» Records for this task
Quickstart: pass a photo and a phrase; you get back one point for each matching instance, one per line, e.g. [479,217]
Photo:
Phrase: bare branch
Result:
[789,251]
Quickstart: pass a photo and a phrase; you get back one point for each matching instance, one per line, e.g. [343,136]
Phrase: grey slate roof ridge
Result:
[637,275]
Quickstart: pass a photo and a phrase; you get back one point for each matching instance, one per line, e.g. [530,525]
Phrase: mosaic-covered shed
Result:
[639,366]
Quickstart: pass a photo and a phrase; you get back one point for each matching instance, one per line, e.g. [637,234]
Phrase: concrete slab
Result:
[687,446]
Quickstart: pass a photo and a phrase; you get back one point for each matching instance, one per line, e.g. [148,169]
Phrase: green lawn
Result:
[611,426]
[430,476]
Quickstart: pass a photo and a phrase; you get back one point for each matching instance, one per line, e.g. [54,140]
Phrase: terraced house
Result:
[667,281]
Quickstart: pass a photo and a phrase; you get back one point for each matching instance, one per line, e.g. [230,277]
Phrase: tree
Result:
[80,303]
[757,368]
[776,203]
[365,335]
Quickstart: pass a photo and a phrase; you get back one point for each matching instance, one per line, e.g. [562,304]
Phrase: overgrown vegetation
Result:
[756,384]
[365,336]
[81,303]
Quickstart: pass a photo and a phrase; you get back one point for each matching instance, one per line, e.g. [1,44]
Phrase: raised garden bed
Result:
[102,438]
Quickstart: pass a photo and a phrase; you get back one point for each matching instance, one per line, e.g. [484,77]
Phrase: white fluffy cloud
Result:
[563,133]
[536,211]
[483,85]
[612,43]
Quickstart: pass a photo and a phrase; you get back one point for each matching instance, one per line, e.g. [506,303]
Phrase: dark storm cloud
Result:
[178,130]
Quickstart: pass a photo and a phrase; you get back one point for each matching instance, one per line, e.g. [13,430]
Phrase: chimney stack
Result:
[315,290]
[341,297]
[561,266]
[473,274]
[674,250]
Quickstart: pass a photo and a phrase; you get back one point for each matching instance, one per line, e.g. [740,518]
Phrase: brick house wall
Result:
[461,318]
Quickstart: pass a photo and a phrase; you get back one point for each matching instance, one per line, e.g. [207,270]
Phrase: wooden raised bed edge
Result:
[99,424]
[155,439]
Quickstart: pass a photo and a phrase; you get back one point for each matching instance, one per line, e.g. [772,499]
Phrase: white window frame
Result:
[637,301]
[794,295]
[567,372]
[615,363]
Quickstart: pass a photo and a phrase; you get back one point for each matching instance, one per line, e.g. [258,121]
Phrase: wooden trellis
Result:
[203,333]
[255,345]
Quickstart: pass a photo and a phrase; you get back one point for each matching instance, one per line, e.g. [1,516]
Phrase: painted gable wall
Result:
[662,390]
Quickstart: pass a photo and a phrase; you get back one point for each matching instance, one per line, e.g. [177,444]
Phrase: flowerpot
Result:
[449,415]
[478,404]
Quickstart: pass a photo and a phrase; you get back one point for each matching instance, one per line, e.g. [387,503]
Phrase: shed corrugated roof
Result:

» Written problem
Express all lines of the entries above as a Markdown table with two columns, n for the row number and Line for the line itself, leaving out any blank lines.

» Solved problem
| n | Line |
|---|---|
| 1 | Quickstart: pass a photo and a phrase; you get back one point for each matching instance, one per line, e.g. [479,217] |
| 2 | Photo: |
| 3 | Phrase: bare branch |
| 4 | Result: |
| 5 | [789,251] |
| 6 | Quickstart: pass a photo and a phrase; you get back one point for each matching instance, one per line, e.g. [343,136] |
| 7 | Phrase: grey slate roof ridge |
| 8 | Result: |
| 9 | [637,275] |
| 10 | Quickstart: pass a photo and a phrase; you get back one point for each matching instance, one per line, e.g. [530,525] |
| 11 | Phrase: mosaic-covered shed |
| 12 | Result: |
| 13 | [639,366] |
| 14 | Quickstart: pass a photo and a phrase; you get back one point for each matching instance, one per line, e.g. [637,234] |
| 15 | Phrase: concrete slab |
| 16 | Result: |
| 17 | [687,446] |
| 18 | Quickstart: pass a photo and a phrase; you get back one point for each matching instance, one per line, e.g. [148,169] |
| 19 | Phrase: green lawn |
| 20 | Result: |
| 21 | [611,426] |
| 22 | [430,476] |
| 23 | Quickstart: pass a photo and a phrase; you get back one point for each matching instance, one per line, e.g. [54,140] |
| 24 | Phrase: terraced house |
| 25 | Result: |
| 26 | [667,281] |
| 27 | Quickstart: pass a photo and a phrase; you get back one point for each matching instance, one per line, e.g. [230,277] |
| 28 | Phrase: tree |
| 29 | Result: |
| 30 | [80,303] |
| 31 | [757,368] |
| 32 | [776,203] |
| 33 | [365,335] |
| 34 | Quickstart: pass a photo and a phrase; you get back one point for each matching instance, one per line, e.g. [562,304] |
| 35 | Phrase: overgrown vegetation |
| 36 | Result: |
| 37 | [756,384] |
| 38 | [365,336] |
| 39 | [81,303] |
| 40 | Quickstart: pass a photo and a phrase; you get back one point for each matching instance, one per line, e.g. [1,44] |
| 41 | Phrase: raised garden bed |
| 42 | Result: |
| 43 | [102,438] |
| 44 | Quickstart: pass a photo and a phrase; you get back one point for each matching instance, one per line, e.g. [484,77] |
| 45 | Phrase: white fluffy cloud |
| 46 | Result: |
| 47 | [563,133] |
| 48 | [536,211] |
| 49 | [483,85] |
| 50 | [612,43] |
| 51 | Quickstart: pass a photo and a phrase; you get back one point for each matching instance, one per line, e.g. [506,303] |
| 52 | Phrase: dark storm cloud |
| 53 | Result: |
| 54 | [178,130] |
| 55 | Quickstart: pass a photo and a phrase; you get back one point for each matching instance, one per line, e.g. [13,430] |
| 56 | Phrase: chimney stack |
| 57 | Result: |
| 58 | [315,290] |
| 59 | [341,297] |
| 60 | [561,266] |
| 61 | [473,274] |
| 62 | [674,250] |
| 63 | Quickstart: pass a photo and a phrase; you get back one point for each matching instance, one per line, e.g. [740,518] |
| 64 | Phrase: brick house wall |
| 65 | Result: |
| 66 | [461,318] |
| 67 | Quickstart: pass a photo and a phrase; you get back one point for each matching instance, one per line, e.g. [207,270] |
| 68 | Phrase: wooden raised bed edge |
| 69 | Result: |
| 70 | [99,424] |
| 71 | [155,439] |
| 72 | Quickstart: pass a photo and a phrase; you get back one point for each matching instance, one per line, e.g. [772,499] |
| 73 | Phrase: white window frame |
| 74 | Result: |
| 75 | [637,301] |
| 76 | [794,295] |
| 77 | [567,372] |
| 78 | [615,363] |
| 79 | Quickstart: pass a photo and a phrase; you get back one point for each matching instance, one per line, e.g. [258,121] |
| 80 | Phrase: wooden trellis |
| 81 | Result: |
| 82 | [203,333] |
| 83 | [255,345] |
| 84 | Quickstart: pass a photo and a phrase; you get back one point for each matching instance, one per line, e.g. [1,516] |
| 85 | Phrase: painted gable wall |
| 86 | Result: |
| 87 | [662,390] |
| 88 | Quickstart: pass a photo and a phrase; you get back one point for each matching instance, one per line, e.g. [177,444] |
| 89 | Phrase: flowerpot |
| 90 | Result: |
| 91 | [449,415] |
| 92 | [478,404] |
| 93 | Quickstart: pass a photo and a phrase; you get back one point for each matching instance, one per line, e.g. [387,503] |
| 94 | Phrase: shed corrugated roof |
| 95 | Result: |